■ To do:
Pull out every line of the data below that contains the string "santa", matching case exactly.

■ Information provided:
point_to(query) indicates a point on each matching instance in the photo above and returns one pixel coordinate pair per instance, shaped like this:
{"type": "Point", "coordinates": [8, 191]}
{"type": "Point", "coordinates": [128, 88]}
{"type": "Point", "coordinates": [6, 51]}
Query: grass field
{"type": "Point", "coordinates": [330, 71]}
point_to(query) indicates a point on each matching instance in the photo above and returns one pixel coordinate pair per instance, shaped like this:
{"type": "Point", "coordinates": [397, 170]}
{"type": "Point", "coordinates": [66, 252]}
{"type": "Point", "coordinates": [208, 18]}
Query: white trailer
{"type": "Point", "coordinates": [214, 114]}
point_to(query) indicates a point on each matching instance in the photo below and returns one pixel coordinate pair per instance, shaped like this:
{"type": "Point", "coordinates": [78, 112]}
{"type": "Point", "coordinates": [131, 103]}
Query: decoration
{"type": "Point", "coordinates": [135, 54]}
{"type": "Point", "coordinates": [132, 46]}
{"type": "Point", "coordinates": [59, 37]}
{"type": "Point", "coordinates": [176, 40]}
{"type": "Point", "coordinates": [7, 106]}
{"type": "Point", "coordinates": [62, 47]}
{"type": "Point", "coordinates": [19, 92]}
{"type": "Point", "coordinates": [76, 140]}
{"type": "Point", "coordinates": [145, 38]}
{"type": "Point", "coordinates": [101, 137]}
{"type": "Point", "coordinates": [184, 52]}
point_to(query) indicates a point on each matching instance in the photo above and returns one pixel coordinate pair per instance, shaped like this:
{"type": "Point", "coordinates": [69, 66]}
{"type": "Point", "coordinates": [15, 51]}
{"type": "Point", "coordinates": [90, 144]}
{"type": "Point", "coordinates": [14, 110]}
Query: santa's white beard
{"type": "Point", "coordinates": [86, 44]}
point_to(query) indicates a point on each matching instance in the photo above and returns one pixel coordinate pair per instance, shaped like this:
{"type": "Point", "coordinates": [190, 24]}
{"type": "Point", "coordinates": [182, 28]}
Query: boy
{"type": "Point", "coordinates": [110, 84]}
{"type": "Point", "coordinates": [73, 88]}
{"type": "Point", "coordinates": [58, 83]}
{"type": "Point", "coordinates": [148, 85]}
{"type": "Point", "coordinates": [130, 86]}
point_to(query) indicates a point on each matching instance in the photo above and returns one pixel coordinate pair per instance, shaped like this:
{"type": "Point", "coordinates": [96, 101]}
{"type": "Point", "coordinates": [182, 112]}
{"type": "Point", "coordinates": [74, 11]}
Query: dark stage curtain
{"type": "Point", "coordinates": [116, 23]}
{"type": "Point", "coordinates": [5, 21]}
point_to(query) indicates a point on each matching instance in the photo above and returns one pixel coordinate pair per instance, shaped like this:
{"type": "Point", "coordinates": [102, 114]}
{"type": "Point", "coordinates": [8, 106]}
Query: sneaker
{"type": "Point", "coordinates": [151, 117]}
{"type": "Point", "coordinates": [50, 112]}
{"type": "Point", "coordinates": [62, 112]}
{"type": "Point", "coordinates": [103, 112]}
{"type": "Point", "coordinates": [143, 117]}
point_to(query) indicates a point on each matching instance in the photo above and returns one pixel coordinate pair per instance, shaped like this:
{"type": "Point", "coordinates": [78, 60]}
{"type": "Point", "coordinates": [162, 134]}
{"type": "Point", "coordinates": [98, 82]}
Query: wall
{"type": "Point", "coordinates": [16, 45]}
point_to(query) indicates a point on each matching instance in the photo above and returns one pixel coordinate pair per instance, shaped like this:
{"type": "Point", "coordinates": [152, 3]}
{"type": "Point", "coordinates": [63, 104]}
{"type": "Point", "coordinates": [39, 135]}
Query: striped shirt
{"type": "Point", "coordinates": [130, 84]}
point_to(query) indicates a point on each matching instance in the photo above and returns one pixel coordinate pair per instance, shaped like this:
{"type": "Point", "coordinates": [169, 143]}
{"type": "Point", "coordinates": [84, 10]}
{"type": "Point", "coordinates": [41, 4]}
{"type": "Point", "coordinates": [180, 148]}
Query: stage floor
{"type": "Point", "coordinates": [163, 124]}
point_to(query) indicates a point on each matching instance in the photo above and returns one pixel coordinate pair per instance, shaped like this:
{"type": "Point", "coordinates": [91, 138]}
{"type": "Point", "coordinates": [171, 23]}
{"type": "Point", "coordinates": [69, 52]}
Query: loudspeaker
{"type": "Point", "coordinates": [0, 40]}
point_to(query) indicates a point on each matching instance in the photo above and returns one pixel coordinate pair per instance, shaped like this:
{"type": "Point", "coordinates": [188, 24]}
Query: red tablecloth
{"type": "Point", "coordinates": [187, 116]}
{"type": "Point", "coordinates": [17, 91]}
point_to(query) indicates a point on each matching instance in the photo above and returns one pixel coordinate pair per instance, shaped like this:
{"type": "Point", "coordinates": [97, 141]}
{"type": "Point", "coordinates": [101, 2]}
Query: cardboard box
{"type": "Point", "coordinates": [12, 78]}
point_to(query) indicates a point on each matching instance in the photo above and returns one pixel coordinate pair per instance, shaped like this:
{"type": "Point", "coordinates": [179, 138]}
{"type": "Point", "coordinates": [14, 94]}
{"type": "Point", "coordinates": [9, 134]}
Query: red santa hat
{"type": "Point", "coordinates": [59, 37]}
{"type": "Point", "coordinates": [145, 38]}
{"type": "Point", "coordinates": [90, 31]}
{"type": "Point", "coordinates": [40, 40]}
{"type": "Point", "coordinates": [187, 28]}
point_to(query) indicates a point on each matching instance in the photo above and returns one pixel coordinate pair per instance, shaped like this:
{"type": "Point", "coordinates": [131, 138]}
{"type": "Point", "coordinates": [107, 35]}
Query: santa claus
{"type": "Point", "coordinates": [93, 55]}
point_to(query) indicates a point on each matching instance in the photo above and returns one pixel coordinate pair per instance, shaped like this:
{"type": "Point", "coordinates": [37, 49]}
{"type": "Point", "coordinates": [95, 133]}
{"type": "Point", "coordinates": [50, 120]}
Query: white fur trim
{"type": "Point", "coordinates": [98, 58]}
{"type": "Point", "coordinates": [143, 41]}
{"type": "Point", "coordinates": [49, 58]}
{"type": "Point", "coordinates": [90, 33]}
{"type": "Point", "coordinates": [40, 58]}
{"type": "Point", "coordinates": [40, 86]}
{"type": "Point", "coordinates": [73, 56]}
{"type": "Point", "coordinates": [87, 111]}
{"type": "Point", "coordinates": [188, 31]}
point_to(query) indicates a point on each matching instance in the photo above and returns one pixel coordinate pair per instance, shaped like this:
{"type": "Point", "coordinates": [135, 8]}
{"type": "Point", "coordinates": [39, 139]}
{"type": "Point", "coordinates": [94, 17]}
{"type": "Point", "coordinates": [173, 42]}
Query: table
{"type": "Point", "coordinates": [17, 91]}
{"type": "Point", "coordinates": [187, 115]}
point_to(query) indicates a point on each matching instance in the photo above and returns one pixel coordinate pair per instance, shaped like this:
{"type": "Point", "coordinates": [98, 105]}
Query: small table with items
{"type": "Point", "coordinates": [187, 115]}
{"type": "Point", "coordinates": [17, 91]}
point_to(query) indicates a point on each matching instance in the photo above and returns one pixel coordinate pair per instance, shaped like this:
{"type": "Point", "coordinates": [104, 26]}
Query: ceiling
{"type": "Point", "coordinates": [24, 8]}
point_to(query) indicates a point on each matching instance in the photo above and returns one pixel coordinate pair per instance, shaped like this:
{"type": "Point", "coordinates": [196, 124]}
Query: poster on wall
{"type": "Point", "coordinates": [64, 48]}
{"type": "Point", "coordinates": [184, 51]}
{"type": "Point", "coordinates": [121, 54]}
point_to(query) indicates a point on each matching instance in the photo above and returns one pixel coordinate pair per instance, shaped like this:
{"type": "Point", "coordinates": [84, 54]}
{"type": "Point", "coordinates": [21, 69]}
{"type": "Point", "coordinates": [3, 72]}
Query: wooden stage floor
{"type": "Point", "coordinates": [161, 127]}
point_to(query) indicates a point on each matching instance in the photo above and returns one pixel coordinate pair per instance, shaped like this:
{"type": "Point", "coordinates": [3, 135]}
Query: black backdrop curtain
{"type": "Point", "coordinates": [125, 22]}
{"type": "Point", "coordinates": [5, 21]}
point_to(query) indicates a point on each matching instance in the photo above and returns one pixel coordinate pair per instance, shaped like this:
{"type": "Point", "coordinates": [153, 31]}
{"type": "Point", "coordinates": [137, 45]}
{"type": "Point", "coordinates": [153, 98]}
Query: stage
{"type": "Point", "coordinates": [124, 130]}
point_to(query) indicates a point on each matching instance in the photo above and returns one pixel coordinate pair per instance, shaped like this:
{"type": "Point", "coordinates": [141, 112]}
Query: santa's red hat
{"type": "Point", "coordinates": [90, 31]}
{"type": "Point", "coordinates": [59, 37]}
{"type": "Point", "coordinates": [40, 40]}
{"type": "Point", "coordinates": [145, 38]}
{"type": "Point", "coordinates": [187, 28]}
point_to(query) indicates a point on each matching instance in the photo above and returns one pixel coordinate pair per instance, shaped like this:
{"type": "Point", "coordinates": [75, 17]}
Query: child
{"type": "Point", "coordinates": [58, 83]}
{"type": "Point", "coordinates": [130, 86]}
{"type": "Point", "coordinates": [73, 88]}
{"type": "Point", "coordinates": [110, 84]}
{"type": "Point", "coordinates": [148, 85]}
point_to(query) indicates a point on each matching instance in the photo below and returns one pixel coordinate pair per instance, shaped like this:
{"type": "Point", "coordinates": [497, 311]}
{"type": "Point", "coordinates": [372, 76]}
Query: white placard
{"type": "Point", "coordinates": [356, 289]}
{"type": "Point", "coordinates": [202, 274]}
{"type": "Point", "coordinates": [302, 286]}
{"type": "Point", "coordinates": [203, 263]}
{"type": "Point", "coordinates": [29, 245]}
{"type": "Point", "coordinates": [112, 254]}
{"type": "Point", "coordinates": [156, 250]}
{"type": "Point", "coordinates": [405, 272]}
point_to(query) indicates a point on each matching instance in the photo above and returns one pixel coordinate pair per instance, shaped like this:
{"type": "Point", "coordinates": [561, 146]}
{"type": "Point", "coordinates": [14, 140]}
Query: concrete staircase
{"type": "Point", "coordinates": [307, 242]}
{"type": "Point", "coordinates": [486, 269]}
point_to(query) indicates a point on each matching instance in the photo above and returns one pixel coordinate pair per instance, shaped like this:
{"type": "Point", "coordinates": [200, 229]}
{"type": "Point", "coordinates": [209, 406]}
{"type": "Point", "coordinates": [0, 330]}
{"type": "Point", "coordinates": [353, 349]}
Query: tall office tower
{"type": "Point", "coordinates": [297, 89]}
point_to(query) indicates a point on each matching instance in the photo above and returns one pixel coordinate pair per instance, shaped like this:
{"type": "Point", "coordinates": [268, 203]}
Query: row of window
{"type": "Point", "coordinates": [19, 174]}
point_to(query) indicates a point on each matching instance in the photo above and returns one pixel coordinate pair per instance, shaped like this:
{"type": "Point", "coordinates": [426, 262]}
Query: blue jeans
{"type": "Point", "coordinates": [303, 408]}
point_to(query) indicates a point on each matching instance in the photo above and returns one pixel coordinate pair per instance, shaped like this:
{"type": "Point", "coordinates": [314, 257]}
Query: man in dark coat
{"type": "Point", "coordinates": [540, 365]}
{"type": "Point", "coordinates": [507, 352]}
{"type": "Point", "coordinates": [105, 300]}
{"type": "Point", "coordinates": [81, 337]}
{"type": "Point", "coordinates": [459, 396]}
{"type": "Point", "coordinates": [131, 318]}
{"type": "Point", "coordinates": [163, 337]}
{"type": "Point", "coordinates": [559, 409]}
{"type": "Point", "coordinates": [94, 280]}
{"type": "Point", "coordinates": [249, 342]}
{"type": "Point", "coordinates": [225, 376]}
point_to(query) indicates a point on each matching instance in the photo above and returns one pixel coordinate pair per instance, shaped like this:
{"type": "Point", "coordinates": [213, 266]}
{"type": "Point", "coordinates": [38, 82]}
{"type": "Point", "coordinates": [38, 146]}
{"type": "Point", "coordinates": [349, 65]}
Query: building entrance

■ Full solution:
Query: santa's white beard
Query: red santa hat
Query: santa claus
Query: santa's red hat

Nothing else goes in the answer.